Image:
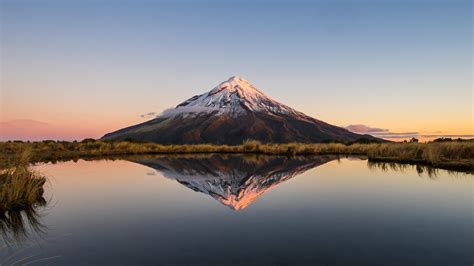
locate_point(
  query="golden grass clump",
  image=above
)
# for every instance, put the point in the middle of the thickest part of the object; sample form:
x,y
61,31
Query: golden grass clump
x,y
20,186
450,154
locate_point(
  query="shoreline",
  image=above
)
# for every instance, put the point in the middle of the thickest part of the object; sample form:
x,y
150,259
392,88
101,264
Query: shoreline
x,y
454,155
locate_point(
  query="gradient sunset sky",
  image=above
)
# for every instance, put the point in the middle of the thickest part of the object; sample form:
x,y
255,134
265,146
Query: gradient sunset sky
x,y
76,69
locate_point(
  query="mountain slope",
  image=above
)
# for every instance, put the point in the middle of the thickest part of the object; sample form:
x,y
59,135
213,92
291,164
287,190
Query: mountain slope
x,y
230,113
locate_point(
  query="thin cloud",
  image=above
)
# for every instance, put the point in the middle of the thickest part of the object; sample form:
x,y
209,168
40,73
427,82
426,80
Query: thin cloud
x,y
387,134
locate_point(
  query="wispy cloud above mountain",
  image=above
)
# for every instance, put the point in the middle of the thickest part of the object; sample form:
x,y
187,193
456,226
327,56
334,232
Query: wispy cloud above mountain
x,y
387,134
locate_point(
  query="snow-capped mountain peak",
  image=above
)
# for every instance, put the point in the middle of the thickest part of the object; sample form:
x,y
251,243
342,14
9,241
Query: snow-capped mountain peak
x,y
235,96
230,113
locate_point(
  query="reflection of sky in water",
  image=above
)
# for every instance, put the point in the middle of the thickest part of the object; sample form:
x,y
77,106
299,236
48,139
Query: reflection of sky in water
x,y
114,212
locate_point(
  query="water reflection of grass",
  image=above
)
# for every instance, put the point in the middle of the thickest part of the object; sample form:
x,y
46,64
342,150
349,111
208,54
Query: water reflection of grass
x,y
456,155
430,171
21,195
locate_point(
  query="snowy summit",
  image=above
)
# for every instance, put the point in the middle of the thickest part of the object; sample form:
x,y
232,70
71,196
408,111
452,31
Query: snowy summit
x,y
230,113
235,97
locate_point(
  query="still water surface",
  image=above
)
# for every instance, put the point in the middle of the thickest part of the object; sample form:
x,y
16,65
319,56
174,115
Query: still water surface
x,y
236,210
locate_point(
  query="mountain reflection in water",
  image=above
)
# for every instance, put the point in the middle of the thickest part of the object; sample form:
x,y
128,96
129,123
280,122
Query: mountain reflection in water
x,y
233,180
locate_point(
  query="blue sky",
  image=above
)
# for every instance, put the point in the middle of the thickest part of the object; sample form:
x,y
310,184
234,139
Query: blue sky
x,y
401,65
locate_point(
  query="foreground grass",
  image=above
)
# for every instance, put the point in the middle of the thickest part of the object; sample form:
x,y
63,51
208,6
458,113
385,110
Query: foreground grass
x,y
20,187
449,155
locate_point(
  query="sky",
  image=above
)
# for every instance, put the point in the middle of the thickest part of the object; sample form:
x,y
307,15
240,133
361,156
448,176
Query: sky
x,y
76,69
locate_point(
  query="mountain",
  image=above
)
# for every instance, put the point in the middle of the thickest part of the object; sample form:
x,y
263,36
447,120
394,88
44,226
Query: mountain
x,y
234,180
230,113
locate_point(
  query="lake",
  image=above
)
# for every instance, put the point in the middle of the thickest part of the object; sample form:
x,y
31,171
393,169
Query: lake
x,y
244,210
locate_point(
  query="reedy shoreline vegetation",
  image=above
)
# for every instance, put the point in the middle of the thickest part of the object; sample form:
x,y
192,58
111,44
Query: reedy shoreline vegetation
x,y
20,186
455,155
■ ■ ■ ■ ■
=== Problem ===
Set down all the entries exactly as they appear, but skip any pictures.

=== The answer ===
Image:
locate_point(
  query="golden grass clump",
  image=above
)
# for every instance, put the point in the middle of the thickest part of the object; sample form:
x,y
61,31
Query: golden grass clump
x,y
20,186
450,154
locate_point(
  query="shoreline",
  image=above
)
# for every instance, put the point in the middle of the thickest part of the object; sample form:
x,y
150,259
392,88
101,264
Query: shoreline
x,y
454,155
locate_point(
  query="gradient sunset sky",
  image=above
)
# for every instance, put the point in the middle of the thickest part of the object; sample form:
x,y
255,134
265,146
Query: gradient sunset sky
x,y
76,69
locate_point(
  query="mountain slope",
  image=above
)
# for every instance, put the point in the middle of the thickest part of the object; sample form:
x,y
59,135
213,92
291,164
287,190
Query: mountain slope
x,y
230,113
locate_point(
  query="thin cloud",
  image=above
)
# for every instance, put the point in the middle of the thickest part of the object; sample form:
x,y
209,168
40,73
427,82
426,80
Query: thin cloud
x,y
387,134
locate_point(
  query="wispy cloud above mountain",
  image=above
)
# for every instance, put the point in the middle of the thickest part of the object; sample form:
x,y
187,193
456,226
327,56
334,232
Query: wispy cloud above mountain
x,y
387,134
locate_point(
  query="snow-capped mountain peak",
  image=above
)
# for every instance, put the point in the middle of the thickest part of the object; sample form:
x,y
251,243
342,14
9,241
Query: snow-capped mountain peak
x,y
235,96
230,113
locate_point(
  query="reflection of sky in water",
  image=above
)
# for every instance, put the point in the middle of the thickest part of the object; sample form:
x,y
77,106
299,236
48,139
Query: reflection of sky in water
x,y
114,212
locate_point(
  query="water reflection of grass",
  image=above
)
# for every instance, put the point in the middle of the thickest part of the object; sample form:
x,y
46,64
342,150
349,111
208,54
Query: water reflection of grass
x,y
456,155
430,171
21,195
locate_point(
  query="snowy summit",
  image=above
)
# for every instance, put the point in the middle of the thickest part of the object; sample form:
x,y
232,70
71,196
408,111
452,31
Query: snowy summit
x,y
230,113
235,97
locate_point(
  query="still water surface",
  image=above
)
# for every instance, put the point in the middle of the thickest part of the object; sample form:
x,y
16,65
319,56
174,115
Query: still water surface
x,y
236,210
locate_point(
  query="mountain reflection in water",
  image=above
)
# for every instance, put the point in the middle of the thickest part of the object; sample form:
x,y
128,96
129,123
280,122
Query: mountain reflection in water
x,y
233,180
locate_point(
  query="blue sky",
  image=above
)
# for every instance, put the point in the middle of the thickest part of the object; sample form:
x,y
310,184
234,139
Query: blue sky
x,y
401,65
locate_point(
  query="foreground grass",
  image=above
)
# for every instance, put the point in the middle of the thickest part of the object; sample form:
x,y
63,51
208,6
458,113
385,110
Query: foreground grass
x,y
20,187
449,155
locate_point(
  query="sky",
  image=above
)
# for every instance, put the point in the middle of the thickest part of the object; sample form:
x,y
307,15
240,133
361,156
448,176
Query: sky
x,y
76,69
locate_point(
  query="mountain",
  image=above
)
# for every instance, put the point in the middle of the thickest part of the object; sample form:
x,y
263,36
447,120
394,88
44,226
Query: mountain
x,y
234,180
230,113
locate_point(
  query="lake",
  image=above
)
# for every instance, put the point in the middle of the thickest part of the object; sample form:
x,y
31,171
393,169
Query: lake
x,y
244,210
locate_point(
  query="reedy shoreline vegetation",
  image=above
)
# for every instance, put the point in the middle of the thickest part of the object; sample form:
x,y
192,58
111,44
Query: reedy shoreline vegetation
x,y
20,186
455,155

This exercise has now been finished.